* [EXERCISE INSTRUCTIONS]
If a picture appears in the records below, drop it, and reproduce everything else exactly.

------------------------------

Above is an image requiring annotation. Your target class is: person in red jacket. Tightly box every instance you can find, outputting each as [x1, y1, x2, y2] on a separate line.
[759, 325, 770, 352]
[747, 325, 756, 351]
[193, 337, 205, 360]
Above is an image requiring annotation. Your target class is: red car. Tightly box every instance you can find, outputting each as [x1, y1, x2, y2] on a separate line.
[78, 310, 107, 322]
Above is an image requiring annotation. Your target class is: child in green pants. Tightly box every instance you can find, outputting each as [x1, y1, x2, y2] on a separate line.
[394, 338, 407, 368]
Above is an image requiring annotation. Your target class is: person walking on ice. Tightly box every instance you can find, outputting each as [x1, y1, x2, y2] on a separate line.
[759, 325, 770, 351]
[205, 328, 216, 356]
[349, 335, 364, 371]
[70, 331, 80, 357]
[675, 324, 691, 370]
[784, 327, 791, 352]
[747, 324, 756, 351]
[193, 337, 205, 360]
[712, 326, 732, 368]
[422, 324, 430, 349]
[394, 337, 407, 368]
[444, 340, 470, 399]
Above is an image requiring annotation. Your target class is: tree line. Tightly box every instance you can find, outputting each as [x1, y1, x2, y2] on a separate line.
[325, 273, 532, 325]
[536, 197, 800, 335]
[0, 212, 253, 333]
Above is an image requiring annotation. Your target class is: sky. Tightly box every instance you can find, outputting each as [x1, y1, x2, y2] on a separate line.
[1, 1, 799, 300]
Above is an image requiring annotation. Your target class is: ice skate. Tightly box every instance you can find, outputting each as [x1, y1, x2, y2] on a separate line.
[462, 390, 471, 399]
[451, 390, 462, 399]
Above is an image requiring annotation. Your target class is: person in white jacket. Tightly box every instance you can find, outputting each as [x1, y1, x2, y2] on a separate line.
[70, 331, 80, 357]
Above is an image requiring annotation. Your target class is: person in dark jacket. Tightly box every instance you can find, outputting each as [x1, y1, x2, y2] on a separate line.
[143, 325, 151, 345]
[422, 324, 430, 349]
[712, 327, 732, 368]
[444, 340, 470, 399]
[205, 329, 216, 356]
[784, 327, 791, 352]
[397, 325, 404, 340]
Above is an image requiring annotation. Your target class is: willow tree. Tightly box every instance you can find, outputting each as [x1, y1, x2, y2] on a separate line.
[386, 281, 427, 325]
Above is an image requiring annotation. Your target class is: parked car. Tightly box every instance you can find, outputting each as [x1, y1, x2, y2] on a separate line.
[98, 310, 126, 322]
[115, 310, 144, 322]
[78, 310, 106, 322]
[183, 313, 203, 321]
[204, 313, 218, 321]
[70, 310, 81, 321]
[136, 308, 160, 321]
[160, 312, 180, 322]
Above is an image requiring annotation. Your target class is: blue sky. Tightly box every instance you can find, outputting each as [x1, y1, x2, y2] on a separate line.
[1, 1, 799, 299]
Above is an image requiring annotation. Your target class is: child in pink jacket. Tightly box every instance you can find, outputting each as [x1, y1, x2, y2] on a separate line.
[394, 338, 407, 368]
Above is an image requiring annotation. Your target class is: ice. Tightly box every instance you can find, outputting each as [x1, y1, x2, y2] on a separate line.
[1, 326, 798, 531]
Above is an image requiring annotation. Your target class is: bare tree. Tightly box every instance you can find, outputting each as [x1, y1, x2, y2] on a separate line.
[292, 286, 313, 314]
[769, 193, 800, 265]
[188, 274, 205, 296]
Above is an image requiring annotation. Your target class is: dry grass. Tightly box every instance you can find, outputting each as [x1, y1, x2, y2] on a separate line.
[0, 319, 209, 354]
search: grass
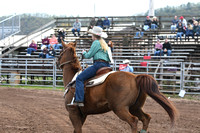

------------------------------

* [SOLUTION FOR THIS TASK]
Above is an image requiring annotation. Your target class is: person in red jacket. Tightly box every instance you can find, outputting each as [x1, y1, x2, y2] on a separate line.
[759, 325, 770, 352]
[747, 325, 756, 351]
[193, 337, 205, 360]
Above is an image requiring annotation. Your target class is: red car. Tightly box every instance you can find, outputting each as [x1, y1, x2, y2] on a separate line.
[78, 310, 107, 322]
Above is an image requiring annotation. Your target class is: child in green pants. Tightly box every instance you can find, outputting each as [x1, y1, x2, y2] on a separate line.
[394, 338, 407, 368]
Above is an image requiring annotation. Your target class is: person walking on ice. Tightly box every instance you can find, outputting each as [x1, y1, x2, y2] on a separate line.
[759, 325, 770, 351]
[205, 328, 216, 356]
[349, 335, 364, 371]
[70, 331, 80, 357]
[675, 324, 691, 370]
[784, 327, 791, 352]
[747, 324, 756, 351]
[193, 337, 205, 360]
[712, 326, 732, 368]
[422, 324, 430, 349]
[394, 337, 407, 368]
[444, 340, 470, 399]
Above is an image requiring annotation. Your target class is: tree line. Tightly box every instance you can find, outputting each as [x1, y1, x2, y2] on a separate line.
[325, 273, 532, 325]
[536, 197, 800, 335]
[0, 212, 253, 333]
Above is an image requiring annotation. Your target class is: sky. Tightly box every instance you can find, outputting each as [x1, y1, x2, y2] on a separate line.
[1, 1, 799, 300]
Above is an image requiring annotation. Your target class is: ice skate. Tightly box every instance you can find, outputting each as [x1, y1, x2, y2] on a separate line.
[462, 390, 471, 399]
[451, 390, 462, 399]
Above is an image requiring annotation. Your target class is: person in white jacket. Tightly box every instance you can find, outputting each as [x1, y1, x2, y2] on a separate line.
[70, 331, 80, 357]
Above is an image requiring annotation. Your target class is: person in dark jacket. Tightly box every instance you can find, outputting each as [x1, y1, x2, y2] on a separate line.
[143, 325, 151, 345]
[422, 324, 430, 349]
[712, 327, 732, 368]
[444, 340, 470, 399]
[205, 329, 216, 356]
[784, 327, 791, 352]
[397, 325, 404, 340]
Above is an image requiring annotation. Your target class is: willow tree. Tightly box every instance you can find, outputting each as [x1, y1, x2, y2] on a separate line.
[386, 281, 427, 325]
Above is an image requiring annotation. Your target class is: parked car. Tightly box every instance you can find, outputting each as [x1, y1, x2, y2] on a separate line.
[98, 310, 126, 322]
[115, 310, 144, 322]
[78, 310, 106, 322]
[183, 313, 203, 321]
[204, 313, 218, 321]
[70, 310, 81, 321]
[136, 308, 160, 321]
[160, 312, 180, 322]
Above is an image requiring annotation. Your target class is: blue sky. Tightly box every instance you can find, outputting each as [x1, y1, x2, y2] on a separate line.
[1, 1, 799, 299]
Above is an image requiring annotation. Your target class is: child in pink jacket. Tightly box every instance you can find, outputting each as [x1, y1, x2, y2] on a separate line.
[394, 338, 407, 368]
Above is an image requiring annotation. Your target class is: ice. Tightly box every instance you can find, outputting each as [x1, y1, x2, y2] on a separate line.
[1, 326, 798, 531]
Above is an image requiring annotation. Your target class is: bare tree. Tightly box every instance you can find, outputting each as [x1, y1, x2, y2] on a separate line.
[292, 286, 313, 314]
[769, 193, 800, 265]
[188, 274, 205, 296]
Above is an image requiring annotation. Your target class is: dry grass. Tightly box every instance you can find, outputting each as [x1, y1, x2, y2] on a separate line.
[0, 319, 209, 354]
search: grass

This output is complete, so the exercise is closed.